# PROVIDED RECORDS
_ _ _ _ _
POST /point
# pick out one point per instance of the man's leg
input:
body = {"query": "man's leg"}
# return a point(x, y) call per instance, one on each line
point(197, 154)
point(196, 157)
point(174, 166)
_ _ _ _ _
# BRIEF
Update the entries by changing every "man's leg" to "person's leg" and leaving everything else as it is.

# FINISHED EXERCISE
POST /point
# pick out one point per instance of the person's leg
input:
body = {"query": "person's leg"}
# return a point(x, y) call per instance, one on each line
point(197, 154)
point(196, 157)
point(174, 166)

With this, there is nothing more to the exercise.